*Aim of the exercise:*
Copy the records below line for line, without any changes.

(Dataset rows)

※

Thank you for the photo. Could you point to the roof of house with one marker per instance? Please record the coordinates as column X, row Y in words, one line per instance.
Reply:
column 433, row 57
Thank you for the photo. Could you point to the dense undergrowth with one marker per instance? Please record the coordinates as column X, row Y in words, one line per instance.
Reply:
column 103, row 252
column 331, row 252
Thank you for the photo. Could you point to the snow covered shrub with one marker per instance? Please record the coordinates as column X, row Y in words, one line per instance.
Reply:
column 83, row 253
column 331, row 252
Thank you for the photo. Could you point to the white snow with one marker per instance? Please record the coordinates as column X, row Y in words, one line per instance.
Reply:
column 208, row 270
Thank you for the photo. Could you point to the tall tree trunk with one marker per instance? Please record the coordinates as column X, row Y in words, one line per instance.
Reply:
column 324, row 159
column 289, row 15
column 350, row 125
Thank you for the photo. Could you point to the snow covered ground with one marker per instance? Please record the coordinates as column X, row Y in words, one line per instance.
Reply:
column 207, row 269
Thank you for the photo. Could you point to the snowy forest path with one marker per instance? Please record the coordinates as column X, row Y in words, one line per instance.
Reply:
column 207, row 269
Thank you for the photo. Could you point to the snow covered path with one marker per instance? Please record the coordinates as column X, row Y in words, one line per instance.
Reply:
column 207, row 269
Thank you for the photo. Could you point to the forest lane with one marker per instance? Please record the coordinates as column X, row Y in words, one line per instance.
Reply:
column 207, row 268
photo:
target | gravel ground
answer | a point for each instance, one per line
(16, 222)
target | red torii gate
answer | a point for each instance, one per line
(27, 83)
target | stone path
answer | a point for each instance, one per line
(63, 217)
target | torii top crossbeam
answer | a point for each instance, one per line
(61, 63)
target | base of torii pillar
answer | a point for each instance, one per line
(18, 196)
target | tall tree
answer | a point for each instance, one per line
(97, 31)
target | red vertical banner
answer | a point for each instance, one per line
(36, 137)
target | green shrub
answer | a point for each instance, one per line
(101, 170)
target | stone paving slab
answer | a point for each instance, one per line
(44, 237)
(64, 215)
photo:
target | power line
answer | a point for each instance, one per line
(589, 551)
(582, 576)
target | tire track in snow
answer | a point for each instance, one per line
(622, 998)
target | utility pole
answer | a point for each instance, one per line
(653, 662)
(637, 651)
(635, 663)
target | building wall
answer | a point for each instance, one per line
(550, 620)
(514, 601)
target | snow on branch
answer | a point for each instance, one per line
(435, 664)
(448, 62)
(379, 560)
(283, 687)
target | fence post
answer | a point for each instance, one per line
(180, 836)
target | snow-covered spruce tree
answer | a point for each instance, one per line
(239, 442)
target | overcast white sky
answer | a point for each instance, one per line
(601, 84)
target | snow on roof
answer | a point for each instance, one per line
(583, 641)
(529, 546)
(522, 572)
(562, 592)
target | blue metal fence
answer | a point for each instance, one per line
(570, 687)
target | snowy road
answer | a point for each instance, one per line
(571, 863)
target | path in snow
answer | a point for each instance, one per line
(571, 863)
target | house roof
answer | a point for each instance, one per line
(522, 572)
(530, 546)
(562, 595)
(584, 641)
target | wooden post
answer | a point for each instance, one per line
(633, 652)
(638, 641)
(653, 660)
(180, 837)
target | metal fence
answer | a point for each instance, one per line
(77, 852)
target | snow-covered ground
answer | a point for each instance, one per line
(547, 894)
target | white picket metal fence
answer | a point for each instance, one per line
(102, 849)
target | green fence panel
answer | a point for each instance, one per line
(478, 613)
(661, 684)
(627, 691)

※

*Result for this exercise:*
Thank you for the photo. Could you point to the roof of house with one marker per instance? Please record the coordinates as column X, row Y in words, one line per instance.
Reply:
column 433, row 57
Thank you for the photo. Could you point to the dense undergrowth with one marker per instance? Please record the coordinates as column X, row Y in words, one line per instance.
Reply:
column 103, row 252
column 331, row 252
Thank you for the photo. Could you point to the snow covered shrub with one marker per instance? Please record the coordinates as column X, row Y in words, one line per instance.
Reply:
column 83, row 253
column 331, row 252
Thank you for the photo. Could you point to the white snow with one marker per instance? Please record the coordinates as column X, row Y in words, one line per instance.
Reply:
column 208, row 270
Thank you for the photo. Could you point to the tall tree trunk with one marker per instance? Please record the coordinates as column X, row Y in words, one line per instance.
Reply:
column 324, row 159
column 289, row 15
column 350, row 125
Thank you for the photo. Could you point to the snow covered ground with one marker per instance? Please record the coordinates as column X, row Y in words, one line per instance.
Reply:
column 207, row 269
Thank you for the photo. Could you point to the snowy forest path with one marker per instance? Please record the coordinates as column X, row Y in words, one line per instance.
Reply:
column 207, row 269
Thank you for the photo. Could you point to the snow covered path with one marker per instance? Please record the coordinates as column X, row Y in words, one line per instance.
Reply:
column 207, row 269
Thank you for the photo. Could you point to the forest lane with one marker per instance? Please record the coordinates as column X, row Y in words, one line per instance.
Reply:
column 207, row 268
photo:
target | gravel ground
answer | a point for each instance, one per line
(16, 222)
target | red torii gate
answer | a point for each instance, one per line
(27, 83)
target | stone path
answer | a point for each instance, one per line
(63, 217)
target | torii top crossbeam
answer | a point for each instance, one per line
(61, 63)
target | base of torii pillar
answer | a point for each instance, one per line
(18, 196)
target | tall tree
answer | a point for each instance, one per line
(97, 31)
target | red vertical banner
answer | a point for each instance, one per line
(36, 137)
target | green shrub
answer | a point for each instance, one per line
(101, 170)
target | stone paving slab
answer | a point for each instance, one per line
(44, 237)
(64, 215)
photo:
target | power line
answer | a point for each instance, one per line
(589, 551)
(582, 576)
target | tire track in snow
answer | a point for each instance, one per line
(622, 998)
target | utility pole
answer | a point for each instance, one per line
(653, 662)
(637, 651)
(635, 663)
target | building wall
answer | a point for each instance, one per line
(550, 620)
(514, 601)
target | snow on branch
answer | a point for each instance, one per line
(435, 664)
(448, 62)
(379, 560)
(283, 687)
target | fence post
answer | a point for each instance, one per line
(180, 836)
target | snow-covered spruce tree
answer | a point for each instance, one per line
(239, 442)
target | overcast white sky
answer | a point for each instance, one per line
(601, 84)
target | snow on roof
answer | a point for each instance, one per line
(583, 641)
(529, 546)
(522, 572)
(562, 592)
target | blue metal fence
answer | a point for each instance, one per line
(570, 687)
target | snowy road
answer | a point for each instance, one per line
(571, 863)
target | path in snow
answer | a point for each instance, one per line
(571, 863)
target | house roof
answer | a point for each instance, one per line
(522, 572)
(530, 546)
(562, 595)
(584, 641)
target | wooden post
answer | a point for each instance, one per line
(633, 652)
(638, 641)
(653, 660)
(180, 837)
target | metal fence
answer | a point for each instance, one per line
(77, 852)
target | snow-covered ground
answer | a point for each instance, one per line
(547, 894)
target | white picket metal fence
answer | a point for each instance, one per line
(102, 849)
target | green fence panel
answer | a point for each instance, one per line
(478, 613)
(661, 684)
(627, 691)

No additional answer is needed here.